→ **Objectives**:
(1) According to the TiVo forum thread below, what does the TiVo service cost with DirecTV?
(2) List every user title named in the TiVo forum thread below, along with its minimum number of posts.

# I finall have Tivo



## Wedgecon (Jul 13, 2002)

After 3 years of Dishplayer use, I am now enjoying my two tunners on Tivo...Dang I should have done this a long time ago...The Tivo is so much more than a Dishplayer was and 10 times more than a then 508 I almost went for...


----------



## hikerak (Jan 8, 2003)

What TIVO are you using? Did you go with the lifetime payment? How loud is it ? 
Any info is appreciated as I am in the process of deciding what to do???? 721 or tivo with the lifetime subscription... I am looking for 2-3 years of use and would not record a lot I don't think.... I also had the 7100 but got sick of all the problems. Thanks, Matt


----------



## hikerak (Jan 8, 2003)

BTW why am I a "Lurker" if I am registered?


----------



## scooper (Apr 22, 2002)

It's a function of how many posts you've made.


----------



## Guest (Jan 10, 2003)

DirecTV isnt offering lifetime any more to new subscribers.


----------



## Wedgecon (Jul 13, 2002)

> _Originally posted by hikerak _
> *What TIVO are you using? Did you go with the lifetime payment? How loud is it ?
> Any info is appreciated as I am in the process of deciding what to do???? 721 or tivo with the lifetime subscription... I am looking for 2-3 years of use and would not record a lot I don't think.... I also had the 7100 but got sick of all the problems. Thanks, Matt *


I bought a Sony SAT T-60 Series 1 Tivo from American Satalite for $209.00. The other series 1 brands can be had for $164.00 I bought the Sony because all of the rest of my AV equipment is Sony. The other brands are the same except for the remote and the Sony has the ability to archive to a Sony VCR via A IR Blaster.

The $209 included shipping and instalation.

As mentioned DirecTV does not offer the lifetime option, but the TIVO service is $4.99 per month or free if you have the top of the line package.

But for working software I am willing to pay the $4.99, my problem with the Dishplayer was that I was not going to start paying for the $9.00 fee and put up with the constant problems.

The TIVO software is so much more than what the Dishplayer or oven the 721 have a lot of catching up to do..I think Echostar should just license the Tivo software...

Dual Tunners are so cool, I just wishted I had done this sooner...


----------



## hikerak (Jan 8, 2003)

Thanks for the info. One question though, A seris 1 brand is made by Sony but just doesn't have the name? 

So two posts isn't enough to make me more than a lurker? : )


----------



## cnsf (Jun 6, 2002)

Keep posting.....OR donate money to them and ask for a name change.


----------



## Chris Blount (Jun 22, 2001)

Not trying to hijack this thread but the user titles are:

DBSTalk Lurker (Minimum Posts: 0)
DBSTalk Member (Minimum Posts: 10) 
DBSTalk Mentor (Minimum Posts: 30)
DBSTalk AllStar (Minimum Posts: 50)
DBSTalk Legend (Minimum Posts: 100)
DBSTalk Godfather (Minimum Posts: 250)
DBSTalk Icon (Minimum Posts: 500)
DBSTalk Hall Of Fame (Minimum Posts: 1000)


----------



## gcutler (Mar 23, 2002)

[Annotated coordinate records]
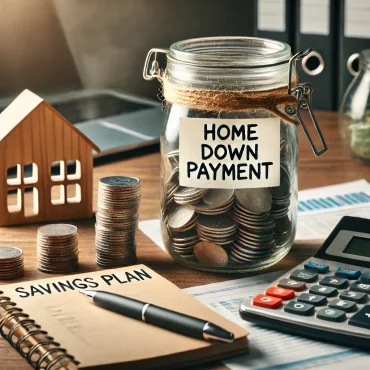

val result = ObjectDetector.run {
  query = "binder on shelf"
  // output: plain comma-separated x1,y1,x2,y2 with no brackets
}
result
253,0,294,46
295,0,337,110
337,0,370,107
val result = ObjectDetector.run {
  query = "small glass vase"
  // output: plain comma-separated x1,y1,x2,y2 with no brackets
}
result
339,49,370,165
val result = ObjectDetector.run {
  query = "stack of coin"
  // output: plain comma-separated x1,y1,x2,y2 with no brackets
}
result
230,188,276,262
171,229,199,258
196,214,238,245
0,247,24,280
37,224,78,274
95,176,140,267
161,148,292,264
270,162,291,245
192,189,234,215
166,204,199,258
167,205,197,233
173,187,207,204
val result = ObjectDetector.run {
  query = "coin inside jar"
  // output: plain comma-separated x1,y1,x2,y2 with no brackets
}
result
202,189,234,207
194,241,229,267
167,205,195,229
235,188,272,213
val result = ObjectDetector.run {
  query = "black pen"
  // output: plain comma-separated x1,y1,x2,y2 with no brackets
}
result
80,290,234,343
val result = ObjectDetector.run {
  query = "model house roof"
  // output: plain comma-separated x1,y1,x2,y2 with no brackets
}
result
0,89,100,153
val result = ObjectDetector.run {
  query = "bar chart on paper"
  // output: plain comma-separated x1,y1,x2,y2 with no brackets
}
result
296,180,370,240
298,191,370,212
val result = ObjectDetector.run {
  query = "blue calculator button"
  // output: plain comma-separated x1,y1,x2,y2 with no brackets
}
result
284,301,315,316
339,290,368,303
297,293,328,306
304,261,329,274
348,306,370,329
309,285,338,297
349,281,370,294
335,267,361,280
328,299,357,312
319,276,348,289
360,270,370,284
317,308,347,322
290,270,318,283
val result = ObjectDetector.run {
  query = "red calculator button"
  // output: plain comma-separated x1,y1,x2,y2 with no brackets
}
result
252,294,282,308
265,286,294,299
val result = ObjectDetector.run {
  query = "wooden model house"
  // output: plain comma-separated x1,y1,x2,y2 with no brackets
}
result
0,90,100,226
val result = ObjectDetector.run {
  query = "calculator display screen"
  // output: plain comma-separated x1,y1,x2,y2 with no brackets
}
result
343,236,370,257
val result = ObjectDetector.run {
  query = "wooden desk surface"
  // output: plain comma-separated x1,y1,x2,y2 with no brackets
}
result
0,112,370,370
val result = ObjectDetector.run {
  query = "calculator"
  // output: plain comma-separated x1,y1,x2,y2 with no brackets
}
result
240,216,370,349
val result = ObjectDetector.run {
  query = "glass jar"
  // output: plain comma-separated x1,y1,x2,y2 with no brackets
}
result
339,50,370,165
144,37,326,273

→ **Outputs by task**:
(1) $4.99 per month, or free with the top-of-the-line package.

(2)
DBSTalk Lurker: 0
DBSTalk Member: 10
DBSTalk Mentor: 30
DBSTalk AllStar: 50
DBSTalk Legend: 100
DBSTalk Godfather: 250
DBSTalk Icon: 500
DBSTalk Hall Of Fame: 1000